'''
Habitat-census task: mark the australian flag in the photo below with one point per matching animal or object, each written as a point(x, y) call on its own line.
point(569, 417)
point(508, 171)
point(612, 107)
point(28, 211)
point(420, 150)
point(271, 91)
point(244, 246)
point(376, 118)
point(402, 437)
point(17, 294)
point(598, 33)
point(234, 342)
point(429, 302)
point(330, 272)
'''
> **THE TASK**
Copy out the whole listing exactly as written.

> **REPLY**
Habitat-census task: mark the australian flag in the photo below with one point per matching animal or object, each written as a point(x, y) call on its own line.
point(569, 417)
point(508, 171)
point(612, 107)
point(28, 211)
point(420, 150)
point(271, 91)
point(244, 246)
point(376, 118)
point(402, 437)
point(17, 294)
point(598, 33)
point(234, 342)
point(429, 302)
point(330, 272)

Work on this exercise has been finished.